**SET TASK 1**
According to the multicore contention text, what handles multicore contention in the reference architecture?
**SET TASK 2**
Pull out every line of the records that contains the string "faucet", matching case exactly.

+++ DOCUMENT TEXT +++

In our experiments we consider one task under analysis (*tua* or  $\tau_a$ ) and several (up to three) contender tasks, referred to as  $c(\tau_a)$  or  $\tau_b$ ,  $\tau_c$  and  $\tau_d$ .  $\tau_a$  is always a time-critical task for which a WCET estimate is to be derived.

### **3.4** Handling multicore contention and cache jitter

In this section we cover an introduction to our objectives and procedure to measure contention suffered in multicore environments.

#### **3.4.1** Goals and challenges

MC2 aims at reliably capturing the impact that multicore contention (handled by the bus arbiter in our reference architecture) and cache jitter have on pWCET estimates. This requires ensuring that the execution time observations collected at analysis capture the impact of the jitter of both. To ease MC2 adoption, this goal has to be achieved under the following restrictions:

- 1. MBPTA compliance. The proposed technique must be MBPTA-compliant requiring minimum changes to the single-core MBPTA timing analysis approach, which has already been evaluated with several industrial case studies [29].
- 2. pWCET estimates should be time composable, so that they are independent of the load contenders put on resources. Time composability enables incremental integration of applications, performing timing analysis of applications mostly in isolation, without the need of regression tests. Time composability also allows updating functionality during system operation without the need of analysing the entire task set, but just those tasks that are updated.

+++ GIVEN RECORDS +++

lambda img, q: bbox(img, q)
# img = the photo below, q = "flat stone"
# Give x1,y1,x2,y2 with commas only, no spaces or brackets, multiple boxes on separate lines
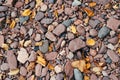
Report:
107,18,120,31
35,12,44,21
98,26,110,38
41,18,53,24
35,64,42,76
7,50,17,69
74,69,84,80
45,52,58,61
45,31,57,41
20,66,27,76
0,63,9,71
68,38,86,52
17,48,28,64
53,24,66,36
107,50,119,62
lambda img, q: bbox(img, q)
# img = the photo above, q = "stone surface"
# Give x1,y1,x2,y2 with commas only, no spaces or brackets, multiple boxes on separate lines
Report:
68,38,86,52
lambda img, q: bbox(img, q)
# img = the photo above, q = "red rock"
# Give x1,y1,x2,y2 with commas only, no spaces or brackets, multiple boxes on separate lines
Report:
68,38,86,52
107,18,120,31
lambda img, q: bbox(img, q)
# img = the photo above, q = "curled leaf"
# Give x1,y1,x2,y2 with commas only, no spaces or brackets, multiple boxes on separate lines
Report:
83,8,94,17
22,9,32,16
8,69,19,75
86,39,95,46
10,20,16,29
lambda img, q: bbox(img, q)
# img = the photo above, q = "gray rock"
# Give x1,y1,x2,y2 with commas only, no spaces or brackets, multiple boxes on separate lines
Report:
39,40,49,53
74,69,83,80
68,38,86,52
35,12,44,21
107,50,119,62
98,26,110,38
41,18,53,24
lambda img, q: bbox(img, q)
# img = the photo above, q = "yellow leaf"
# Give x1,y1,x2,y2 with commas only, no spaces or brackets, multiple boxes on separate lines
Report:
89,2,96,7
22,9,32,16
70,25,77,34
36,56,47,66
10,20,16,29
1,44,9,50
86,39,95,46
83,8,94,17
84,76,90,80
8,69,19,75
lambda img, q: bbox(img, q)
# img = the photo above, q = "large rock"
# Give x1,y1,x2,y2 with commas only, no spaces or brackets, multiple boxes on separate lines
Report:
68,38,86,52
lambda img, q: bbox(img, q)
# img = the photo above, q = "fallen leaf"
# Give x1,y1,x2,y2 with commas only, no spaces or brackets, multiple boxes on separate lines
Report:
70,25,77,34
86,39,95,46
36,56,47,66
8,69,19,76
22,9,32,16
83,8,94,17
89,2,96,7
10,20,16,29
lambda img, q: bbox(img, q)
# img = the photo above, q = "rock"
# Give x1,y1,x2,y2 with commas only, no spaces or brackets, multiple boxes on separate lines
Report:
54,65,63,73
0,63,9,71
89,20,100,28
45,31,57,41
40,4,47,11
53,24,65,36
35,12,44,21
17,48,28,64
66,52,74,59
35,64,42,76
102,77,110,80
89,29,98,37
41,67,48,77
0,6,8,12
68,38,86,52
35,34,41,41
98,26,110,38
45,52,58,61
72,0,81,6
20,66,27,76
56,73,64,80
41,18,53,24
107,18,120,31
108,37,118,44
28,51,37,62
0,35,4,46
76,26,85,35
39,40,49,53
62,19,72,27
7,50,17,69
15,1,23,8
74,69,84,80
107,50,119,62
90,74,98,80
67,32,75,40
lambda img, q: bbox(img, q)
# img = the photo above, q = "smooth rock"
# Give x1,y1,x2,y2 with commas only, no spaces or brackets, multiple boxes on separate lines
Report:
39,40,49,53
17,48,28,64
35,12,44,21
35,64,42,76
107,18,120,31
45,31,57,41
45,52,58,61
41,18,53,24
7,50,17,69
53,24,66,36
107,50,119,62
98,26,110,38
68,38,86,52
0,63,9,71
74,69,84,80
20,66,27,76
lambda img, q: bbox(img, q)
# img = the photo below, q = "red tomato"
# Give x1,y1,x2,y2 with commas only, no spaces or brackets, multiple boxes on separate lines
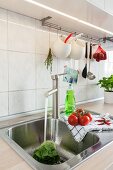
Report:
79,115,90,126
76,108,84,114
85,112,93,122
68,114,78,126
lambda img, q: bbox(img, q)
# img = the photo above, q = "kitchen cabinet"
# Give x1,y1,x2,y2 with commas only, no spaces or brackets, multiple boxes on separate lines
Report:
0,0,113,39
87,0,104,10
105,0,113,15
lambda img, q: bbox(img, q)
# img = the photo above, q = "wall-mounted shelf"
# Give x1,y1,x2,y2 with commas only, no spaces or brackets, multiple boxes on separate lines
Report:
0,0,113,39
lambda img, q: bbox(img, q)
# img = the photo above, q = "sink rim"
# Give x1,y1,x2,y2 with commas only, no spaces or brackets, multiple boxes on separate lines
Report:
0,114,113,170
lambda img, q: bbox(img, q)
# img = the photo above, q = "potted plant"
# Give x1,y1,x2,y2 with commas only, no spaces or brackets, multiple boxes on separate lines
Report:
98,75,113,103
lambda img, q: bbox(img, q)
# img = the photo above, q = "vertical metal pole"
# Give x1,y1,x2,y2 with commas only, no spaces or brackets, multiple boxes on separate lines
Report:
52,75,59,119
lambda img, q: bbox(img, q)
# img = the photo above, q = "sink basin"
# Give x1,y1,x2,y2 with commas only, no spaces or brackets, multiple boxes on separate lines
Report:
8,119,99,169
8,119,99,158
2,115,113,170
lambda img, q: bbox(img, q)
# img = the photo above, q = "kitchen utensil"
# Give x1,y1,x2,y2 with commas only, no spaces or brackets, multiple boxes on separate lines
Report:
82,42,88,78
52,37,71,58
93,45,107,62
87,43,96,80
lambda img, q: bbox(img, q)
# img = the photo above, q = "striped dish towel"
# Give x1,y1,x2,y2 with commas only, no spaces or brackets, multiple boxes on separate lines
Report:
62,115,113,142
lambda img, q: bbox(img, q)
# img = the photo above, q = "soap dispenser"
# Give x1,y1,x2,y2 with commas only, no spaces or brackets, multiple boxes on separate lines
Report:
65,80,75,116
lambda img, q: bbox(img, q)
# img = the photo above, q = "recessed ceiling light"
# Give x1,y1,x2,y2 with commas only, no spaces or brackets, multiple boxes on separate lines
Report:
25,0,113,35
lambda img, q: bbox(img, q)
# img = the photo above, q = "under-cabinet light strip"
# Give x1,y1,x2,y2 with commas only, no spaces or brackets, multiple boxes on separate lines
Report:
24,0,113,35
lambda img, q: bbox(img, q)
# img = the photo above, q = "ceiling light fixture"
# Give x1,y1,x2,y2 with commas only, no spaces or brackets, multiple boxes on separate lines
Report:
25,0,113,35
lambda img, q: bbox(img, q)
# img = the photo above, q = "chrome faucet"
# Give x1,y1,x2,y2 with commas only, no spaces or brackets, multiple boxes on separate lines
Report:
46,73,67,119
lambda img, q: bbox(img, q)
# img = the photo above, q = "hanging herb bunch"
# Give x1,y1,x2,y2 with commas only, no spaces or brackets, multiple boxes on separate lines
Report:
44,30,53,72
44,48,53,72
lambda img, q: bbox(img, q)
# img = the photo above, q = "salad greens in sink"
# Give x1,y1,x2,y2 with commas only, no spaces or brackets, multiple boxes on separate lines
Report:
33,141,60,165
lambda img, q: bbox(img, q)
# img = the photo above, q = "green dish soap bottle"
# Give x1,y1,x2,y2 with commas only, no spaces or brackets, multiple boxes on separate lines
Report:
65,83,75,116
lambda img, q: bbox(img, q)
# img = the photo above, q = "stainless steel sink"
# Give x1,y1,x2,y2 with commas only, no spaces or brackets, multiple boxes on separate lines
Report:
8,119,99,158
3,115,113,170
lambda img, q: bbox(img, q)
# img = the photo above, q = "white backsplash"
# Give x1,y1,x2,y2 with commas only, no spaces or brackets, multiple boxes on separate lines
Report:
0,9,113,117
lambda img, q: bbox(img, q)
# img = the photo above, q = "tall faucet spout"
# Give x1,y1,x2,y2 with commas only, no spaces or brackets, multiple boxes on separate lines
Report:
45,89,58,97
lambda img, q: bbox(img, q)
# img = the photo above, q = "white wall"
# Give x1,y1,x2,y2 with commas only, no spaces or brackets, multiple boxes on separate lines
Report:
0,9,104,117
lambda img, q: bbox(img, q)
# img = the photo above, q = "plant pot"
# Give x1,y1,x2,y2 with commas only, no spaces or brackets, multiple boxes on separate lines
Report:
52,37,71,58
104,91,113,104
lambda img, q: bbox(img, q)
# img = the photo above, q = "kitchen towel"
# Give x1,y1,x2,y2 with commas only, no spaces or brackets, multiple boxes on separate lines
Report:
62,115,113,142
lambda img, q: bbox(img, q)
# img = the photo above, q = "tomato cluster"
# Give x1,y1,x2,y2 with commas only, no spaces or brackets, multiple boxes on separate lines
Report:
68,108,92,126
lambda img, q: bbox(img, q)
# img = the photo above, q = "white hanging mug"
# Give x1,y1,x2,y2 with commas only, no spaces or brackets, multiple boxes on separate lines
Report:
52,37,71,59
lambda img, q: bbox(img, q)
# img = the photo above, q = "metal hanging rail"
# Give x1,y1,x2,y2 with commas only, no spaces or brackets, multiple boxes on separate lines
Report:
40,16,113,43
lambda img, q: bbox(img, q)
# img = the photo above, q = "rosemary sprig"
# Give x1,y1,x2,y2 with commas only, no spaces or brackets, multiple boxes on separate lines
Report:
44,48,53,72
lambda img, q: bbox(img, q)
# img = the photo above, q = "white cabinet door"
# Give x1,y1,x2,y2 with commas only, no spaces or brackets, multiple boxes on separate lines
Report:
87,0,105,10
105,0,113,15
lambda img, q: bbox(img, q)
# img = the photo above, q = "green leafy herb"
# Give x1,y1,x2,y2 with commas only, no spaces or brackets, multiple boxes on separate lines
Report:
33,141,60,165
98,75,113,92
44,48,53,72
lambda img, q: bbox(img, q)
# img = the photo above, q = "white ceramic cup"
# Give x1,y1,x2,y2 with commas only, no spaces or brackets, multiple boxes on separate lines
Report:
69,39,85,60
51,37,71,58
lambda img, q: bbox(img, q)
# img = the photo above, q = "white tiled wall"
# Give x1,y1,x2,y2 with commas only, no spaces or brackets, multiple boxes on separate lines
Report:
0,9,108,117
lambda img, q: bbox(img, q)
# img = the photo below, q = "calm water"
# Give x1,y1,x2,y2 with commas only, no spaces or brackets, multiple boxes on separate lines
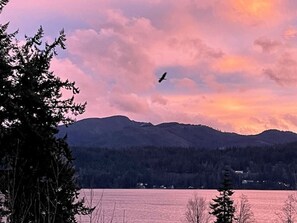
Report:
79,189,294,223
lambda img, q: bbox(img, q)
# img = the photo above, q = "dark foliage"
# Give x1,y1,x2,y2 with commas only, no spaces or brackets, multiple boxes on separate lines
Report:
0,1,91,222
210,169,235,223
72,143,297,189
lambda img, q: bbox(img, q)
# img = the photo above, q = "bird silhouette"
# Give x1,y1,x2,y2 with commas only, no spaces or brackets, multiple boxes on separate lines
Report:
159,72,167,83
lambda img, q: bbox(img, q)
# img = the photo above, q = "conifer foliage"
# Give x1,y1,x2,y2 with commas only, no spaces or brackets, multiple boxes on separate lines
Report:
210,169,235,223
0,0,92,223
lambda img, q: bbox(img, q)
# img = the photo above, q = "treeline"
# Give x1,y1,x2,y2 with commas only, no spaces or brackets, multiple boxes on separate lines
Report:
72,143,297,189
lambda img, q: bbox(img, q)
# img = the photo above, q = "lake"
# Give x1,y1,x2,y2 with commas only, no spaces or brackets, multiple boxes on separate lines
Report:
79,189,295,223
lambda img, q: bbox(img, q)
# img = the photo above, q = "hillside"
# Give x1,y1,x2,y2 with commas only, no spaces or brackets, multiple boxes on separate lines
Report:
58,116,297,149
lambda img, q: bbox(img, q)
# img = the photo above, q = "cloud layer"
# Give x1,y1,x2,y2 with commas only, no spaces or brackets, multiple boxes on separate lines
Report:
0,0,297,134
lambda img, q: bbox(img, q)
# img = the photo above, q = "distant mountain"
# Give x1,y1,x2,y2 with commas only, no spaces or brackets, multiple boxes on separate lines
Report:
58,116,297,149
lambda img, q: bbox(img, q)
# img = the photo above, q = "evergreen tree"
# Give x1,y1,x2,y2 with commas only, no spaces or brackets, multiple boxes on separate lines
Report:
0,0,92,223
210,169,235,223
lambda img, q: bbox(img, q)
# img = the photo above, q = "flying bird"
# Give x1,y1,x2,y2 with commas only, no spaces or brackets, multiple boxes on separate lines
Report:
159,72,167,83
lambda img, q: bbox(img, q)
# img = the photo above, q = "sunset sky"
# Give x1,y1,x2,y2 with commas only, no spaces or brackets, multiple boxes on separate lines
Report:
0,0,297,134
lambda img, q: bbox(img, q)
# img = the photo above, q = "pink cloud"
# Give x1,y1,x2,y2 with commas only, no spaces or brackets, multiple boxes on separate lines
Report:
215,0,283,26
254,37,282,53
284,27,297,39
109,92,149,113
263,52,297,86
171,77,198,91
151,94,167,105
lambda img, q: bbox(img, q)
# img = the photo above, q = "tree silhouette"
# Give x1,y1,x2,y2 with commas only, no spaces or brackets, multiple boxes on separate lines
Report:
0,0,92,222
210,169,235,223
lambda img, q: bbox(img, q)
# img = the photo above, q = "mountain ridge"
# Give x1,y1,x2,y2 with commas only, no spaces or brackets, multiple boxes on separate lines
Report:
57,115,297,149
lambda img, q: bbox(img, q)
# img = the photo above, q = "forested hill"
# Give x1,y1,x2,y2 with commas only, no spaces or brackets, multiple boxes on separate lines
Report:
58,116,297,149
72,143,297,190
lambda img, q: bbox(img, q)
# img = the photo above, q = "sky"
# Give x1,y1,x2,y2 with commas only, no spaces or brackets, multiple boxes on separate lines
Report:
0,0,297,134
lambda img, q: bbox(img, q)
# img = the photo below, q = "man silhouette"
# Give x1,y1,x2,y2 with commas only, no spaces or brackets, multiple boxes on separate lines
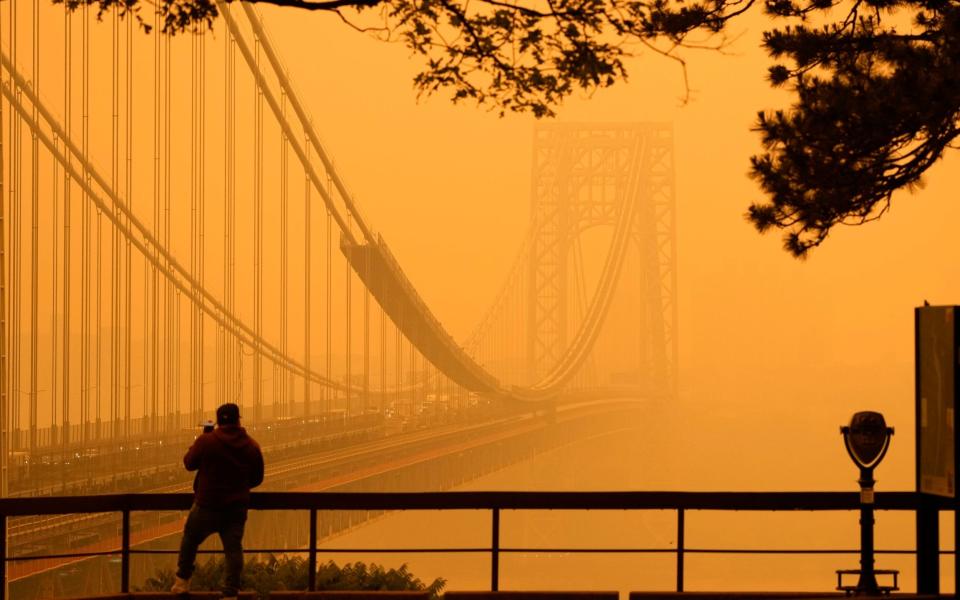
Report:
170,403,263,599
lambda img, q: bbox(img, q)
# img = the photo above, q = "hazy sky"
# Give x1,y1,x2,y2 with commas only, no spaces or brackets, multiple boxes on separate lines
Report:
249,2,960,487
5,4,960,487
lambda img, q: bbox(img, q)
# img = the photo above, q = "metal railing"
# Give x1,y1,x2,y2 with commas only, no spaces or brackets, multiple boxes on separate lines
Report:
0,492,956,600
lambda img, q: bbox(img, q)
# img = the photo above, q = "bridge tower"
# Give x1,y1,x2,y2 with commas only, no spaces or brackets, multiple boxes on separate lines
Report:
526,124,677,396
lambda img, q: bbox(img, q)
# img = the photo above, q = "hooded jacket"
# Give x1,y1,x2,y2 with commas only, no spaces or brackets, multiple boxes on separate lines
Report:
183,425,263,508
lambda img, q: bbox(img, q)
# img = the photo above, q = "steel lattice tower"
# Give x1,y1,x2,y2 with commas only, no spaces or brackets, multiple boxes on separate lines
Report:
526,124,677,396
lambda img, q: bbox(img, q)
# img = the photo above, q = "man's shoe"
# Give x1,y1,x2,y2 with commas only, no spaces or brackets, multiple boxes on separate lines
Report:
170,577,190,594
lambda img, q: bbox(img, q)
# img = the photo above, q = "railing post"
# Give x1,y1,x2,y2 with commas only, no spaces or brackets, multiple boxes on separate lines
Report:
0,515,7,600
677,508,685,592
917,496,940,594
490,508,500,592
120,508,130,594
307,508,317,592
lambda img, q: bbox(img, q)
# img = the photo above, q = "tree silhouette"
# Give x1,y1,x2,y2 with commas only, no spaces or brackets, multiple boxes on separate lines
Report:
54,0,960,257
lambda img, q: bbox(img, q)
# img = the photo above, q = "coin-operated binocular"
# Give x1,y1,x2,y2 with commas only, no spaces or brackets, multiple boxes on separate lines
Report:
837,411,897,596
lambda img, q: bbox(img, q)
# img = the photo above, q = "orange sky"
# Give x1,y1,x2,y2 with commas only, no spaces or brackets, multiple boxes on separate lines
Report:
11,5,960,488
249,3,960,488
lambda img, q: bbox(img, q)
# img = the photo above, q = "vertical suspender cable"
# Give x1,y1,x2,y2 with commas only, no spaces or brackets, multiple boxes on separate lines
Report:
0,0,10,506
323,202,336,411
148,2,161,432
253,39,263,423
190,27,203,421
274,93,289,416
50,2,60,444
60,3,73,454
343,218,353,414
190,28,201,420
224,30,236,404
30,0,38,460
108,2,118,438
362,254,370,412
9,2,20,450
380,306,387,418
303,134,311,417
124,12,134,440
164,27,173,432
80,4,90,444
195,28,207,422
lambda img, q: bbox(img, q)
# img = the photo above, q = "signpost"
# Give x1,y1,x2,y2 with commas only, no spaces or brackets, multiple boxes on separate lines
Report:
914,306,960,594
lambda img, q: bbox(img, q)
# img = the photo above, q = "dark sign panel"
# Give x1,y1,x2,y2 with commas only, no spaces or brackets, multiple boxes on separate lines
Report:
916,306,957,498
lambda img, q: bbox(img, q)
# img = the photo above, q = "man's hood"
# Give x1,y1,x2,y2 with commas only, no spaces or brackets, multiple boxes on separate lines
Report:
213,425,250,448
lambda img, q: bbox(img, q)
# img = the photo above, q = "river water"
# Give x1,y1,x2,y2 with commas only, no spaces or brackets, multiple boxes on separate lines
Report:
312,398,952,598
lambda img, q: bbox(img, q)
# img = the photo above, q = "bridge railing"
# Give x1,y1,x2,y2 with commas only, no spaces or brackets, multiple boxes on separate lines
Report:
0,492,956,600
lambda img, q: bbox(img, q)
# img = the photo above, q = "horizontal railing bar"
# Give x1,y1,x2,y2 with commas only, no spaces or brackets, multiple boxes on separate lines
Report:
0,492,954,516
6,548,956,562
6,547,122,562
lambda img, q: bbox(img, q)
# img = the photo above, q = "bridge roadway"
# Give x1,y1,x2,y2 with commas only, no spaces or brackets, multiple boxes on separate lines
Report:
8,400,637,581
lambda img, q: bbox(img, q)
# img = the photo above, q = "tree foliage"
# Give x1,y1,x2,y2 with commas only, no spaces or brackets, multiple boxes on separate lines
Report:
54,0,960,257
140,554,446,600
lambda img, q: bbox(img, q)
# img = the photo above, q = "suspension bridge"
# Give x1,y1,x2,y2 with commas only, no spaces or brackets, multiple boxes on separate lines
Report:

+++

**RIGHT ANSWER 1**
The bus arbiter.

**RIGHT ANSWER 2**
# img = the photo above, q = "chrome faucet"
# img = the photo above, q = "tall faucet spout"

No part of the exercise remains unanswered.